▶ _Zadanie do wykonania_
Przepisz jako tabelę w Markdownie linie od tej, która zawiera „[point] at the light”, do ostatniej, z obiema skrajnymi włącznie, pomijając puste. Kolumny nazwij „Nr” (numer wiersza) i „Treść” (sama linia).

==== Podane linie

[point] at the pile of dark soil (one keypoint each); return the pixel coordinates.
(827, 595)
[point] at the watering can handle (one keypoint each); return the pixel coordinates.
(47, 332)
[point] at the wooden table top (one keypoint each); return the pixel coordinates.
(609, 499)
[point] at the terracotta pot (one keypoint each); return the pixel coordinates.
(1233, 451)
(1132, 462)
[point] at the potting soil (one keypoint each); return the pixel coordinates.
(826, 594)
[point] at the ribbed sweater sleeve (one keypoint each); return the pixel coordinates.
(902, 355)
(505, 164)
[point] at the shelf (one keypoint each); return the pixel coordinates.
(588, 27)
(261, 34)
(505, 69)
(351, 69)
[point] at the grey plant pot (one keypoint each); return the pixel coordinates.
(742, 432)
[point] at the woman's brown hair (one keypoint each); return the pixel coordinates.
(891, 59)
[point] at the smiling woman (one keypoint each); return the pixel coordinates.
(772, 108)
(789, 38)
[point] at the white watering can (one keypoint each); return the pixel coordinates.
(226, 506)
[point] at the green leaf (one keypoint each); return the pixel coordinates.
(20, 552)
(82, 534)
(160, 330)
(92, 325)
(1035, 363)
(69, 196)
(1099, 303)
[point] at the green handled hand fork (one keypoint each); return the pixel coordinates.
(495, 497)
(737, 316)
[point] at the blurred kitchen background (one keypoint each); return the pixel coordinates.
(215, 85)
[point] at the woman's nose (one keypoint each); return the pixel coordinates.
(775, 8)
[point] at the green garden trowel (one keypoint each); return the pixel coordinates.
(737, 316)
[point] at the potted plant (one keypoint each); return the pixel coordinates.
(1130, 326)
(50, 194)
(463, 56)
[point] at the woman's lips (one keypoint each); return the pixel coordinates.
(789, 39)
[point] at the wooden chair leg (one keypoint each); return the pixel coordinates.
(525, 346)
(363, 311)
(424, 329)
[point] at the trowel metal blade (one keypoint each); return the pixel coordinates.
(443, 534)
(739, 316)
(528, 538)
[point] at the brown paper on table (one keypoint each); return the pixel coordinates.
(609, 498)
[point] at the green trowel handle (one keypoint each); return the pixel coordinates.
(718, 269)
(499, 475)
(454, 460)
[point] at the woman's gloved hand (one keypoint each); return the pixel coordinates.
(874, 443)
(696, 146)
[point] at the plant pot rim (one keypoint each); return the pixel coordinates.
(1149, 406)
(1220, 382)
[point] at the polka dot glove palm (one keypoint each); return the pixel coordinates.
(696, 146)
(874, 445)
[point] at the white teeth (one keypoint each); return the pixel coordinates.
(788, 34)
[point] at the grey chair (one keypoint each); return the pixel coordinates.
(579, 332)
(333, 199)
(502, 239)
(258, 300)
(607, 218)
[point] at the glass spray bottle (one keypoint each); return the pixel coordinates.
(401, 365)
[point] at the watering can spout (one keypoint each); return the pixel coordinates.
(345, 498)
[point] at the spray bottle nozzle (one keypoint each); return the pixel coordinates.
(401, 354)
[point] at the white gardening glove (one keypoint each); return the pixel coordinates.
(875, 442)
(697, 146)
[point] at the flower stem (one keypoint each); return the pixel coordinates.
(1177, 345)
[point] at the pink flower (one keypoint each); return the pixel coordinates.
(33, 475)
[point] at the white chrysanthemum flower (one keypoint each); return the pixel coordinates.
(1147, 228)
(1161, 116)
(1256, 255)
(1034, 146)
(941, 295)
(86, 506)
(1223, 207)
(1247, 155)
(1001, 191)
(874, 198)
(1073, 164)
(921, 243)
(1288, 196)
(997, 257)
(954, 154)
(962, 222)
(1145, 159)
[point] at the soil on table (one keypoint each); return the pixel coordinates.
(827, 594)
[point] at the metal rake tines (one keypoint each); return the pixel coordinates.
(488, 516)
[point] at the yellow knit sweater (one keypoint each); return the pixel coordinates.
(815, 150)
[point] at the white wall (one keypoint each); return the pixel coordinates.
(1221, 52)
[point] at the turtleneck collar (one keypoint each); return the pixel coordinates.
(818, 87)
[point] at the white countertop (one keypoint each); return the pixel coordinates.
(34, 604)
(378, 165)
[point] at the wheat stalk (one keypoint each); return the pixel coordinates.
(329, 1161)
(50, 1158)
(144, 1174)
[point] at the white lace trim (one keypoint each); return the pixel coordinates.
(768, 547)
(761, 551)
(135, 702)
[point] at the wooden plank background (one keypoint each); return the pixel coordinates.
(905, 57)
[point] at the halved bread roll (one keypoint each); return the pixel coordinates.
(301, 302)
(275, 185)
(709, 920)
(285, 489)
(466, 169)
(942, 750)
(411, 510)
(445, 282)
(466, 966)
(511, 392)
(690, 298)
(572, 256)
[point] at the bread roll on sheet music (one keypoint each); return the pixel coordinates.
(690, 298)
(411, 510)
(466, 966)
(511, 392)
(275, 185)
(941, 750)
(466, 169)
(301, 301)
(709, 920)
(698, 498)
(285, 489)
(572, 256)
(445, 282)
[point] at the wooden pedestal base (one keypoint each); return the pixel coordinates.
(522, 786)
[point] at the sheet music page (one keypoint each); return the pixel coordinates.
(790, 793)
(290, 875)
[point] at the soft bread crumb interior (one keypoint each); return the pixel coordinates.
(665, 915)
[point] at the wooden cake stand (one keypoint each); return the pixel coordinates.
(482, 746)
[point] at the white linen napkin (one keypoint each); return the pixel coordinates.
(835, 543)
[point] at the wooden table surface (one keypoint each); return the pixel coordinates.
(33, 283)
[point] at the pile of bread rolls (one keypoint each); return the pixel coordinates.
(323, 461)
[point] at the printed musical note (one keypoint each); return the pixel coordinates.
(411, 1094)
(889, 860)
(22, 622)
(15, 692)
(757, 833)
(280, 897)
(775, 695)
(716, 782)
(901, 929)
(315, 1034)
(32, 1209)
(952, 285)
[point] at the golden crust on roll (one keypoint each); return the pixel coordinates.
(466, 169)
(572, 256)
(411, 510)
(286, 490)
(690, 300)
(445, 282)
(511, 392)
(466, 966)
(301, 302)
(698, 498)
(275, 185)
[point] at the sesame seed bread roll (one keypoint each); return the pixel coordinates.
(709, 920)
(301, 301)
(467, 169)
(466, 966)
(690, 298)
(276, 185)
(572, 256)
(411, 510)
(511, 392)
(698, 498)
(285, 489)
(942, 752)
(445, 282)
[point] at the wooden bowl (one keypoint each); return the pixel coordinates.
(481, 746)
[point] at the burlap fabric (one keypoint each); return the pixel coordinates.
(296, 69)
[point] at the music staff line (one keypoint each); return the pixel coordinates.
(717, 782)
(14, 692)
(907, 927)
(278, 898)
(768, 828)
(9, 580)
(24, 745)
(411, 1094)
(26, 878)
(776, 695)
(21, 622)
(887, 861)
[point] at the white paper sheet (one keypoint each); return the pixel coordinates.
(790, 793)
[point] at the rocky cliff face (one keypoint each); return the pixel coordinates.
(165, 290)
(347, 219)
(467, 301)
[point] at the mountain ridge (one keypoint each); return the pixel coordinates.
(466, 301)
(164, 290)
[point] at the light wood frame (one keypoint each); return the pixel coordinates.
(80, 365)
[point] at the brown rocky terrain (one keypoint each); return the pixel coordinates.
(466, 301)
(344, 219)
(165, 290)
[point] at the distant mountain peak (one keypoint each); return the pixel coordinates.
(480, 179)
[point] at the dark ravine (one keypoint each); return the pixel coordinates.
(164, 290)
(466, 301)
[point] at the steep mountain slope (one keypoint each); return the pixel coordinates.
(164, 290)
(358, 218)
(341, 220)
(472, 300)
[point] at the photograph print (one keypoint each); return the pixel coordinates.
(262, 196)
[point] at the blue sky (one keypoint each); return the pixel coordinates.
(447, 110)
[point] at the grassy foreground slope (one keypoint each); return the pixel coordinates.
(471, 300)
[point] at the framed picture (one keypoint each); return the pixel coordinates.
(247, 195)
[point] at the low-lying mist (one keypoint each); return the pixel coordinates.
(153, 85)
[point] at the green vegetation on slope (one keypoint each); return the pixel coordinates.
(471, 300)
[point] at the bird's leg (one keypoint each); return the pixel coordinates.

========

▶ _Odpowiedź_
| Nr | Treść |
|---|---|
| 1 | [point] at the light wood frame (one keypoint each); return the pixel coordinates. |
| 2 | (80, 365) |
| 3 | [point] at the brown rocky terrain (one keypoint each); return the pixel coordinates. |
| 4 | (466, 301) |
| 5 | (344, 219) |
| 6 | (165, 290) |
| 7 | [point] at the distant mountain peak (one keypoint each); return the pixel coordinates. |
| 8 | (480, 179) |
| 9 | [point] at the dark ravine (one keypoint each); return the pixel coordinates. |
| 10 | (164, 290) |
| 11 | (466, 301) |
| 12 | [point] at the steep mountain slope (one keypoint each); return the pixel coordinates. |
| 13 | (164, 290) |
| 14 | (358, 218) |
| 15 | (341, 220) |
| 16 | (472, 300) |
| 17 | [point] at the photograph print (one keypoint each); return the pixel coordinates. |
| 18 | (262, 196) |
| 19 | [point] at the blue sky (one keypoint each); return the pixel coordinates. |
| 20 | (447, 110) |
| 21 | [point] at the grassy foreground slope (one keypoint each); return the pixel coordinates. |
| 22 | (471, 300) |
| 23 | [point] at the framed picture (one keypoint each); return the pixel coordinates. |
| 24 | (247, 195) |
| 25 | [point] at the low-lying mist (one keypoint each); return the pixel coordinates. |
| 26 | (153, 85) |
| 27 | [point] at the green vegetation on slope (one keypoint each); return the pixel coordinates. |
| 28 | (471, 300) |
| 29 | [point] at the bird's leg (one keypoint each); return the pixel coordinates. |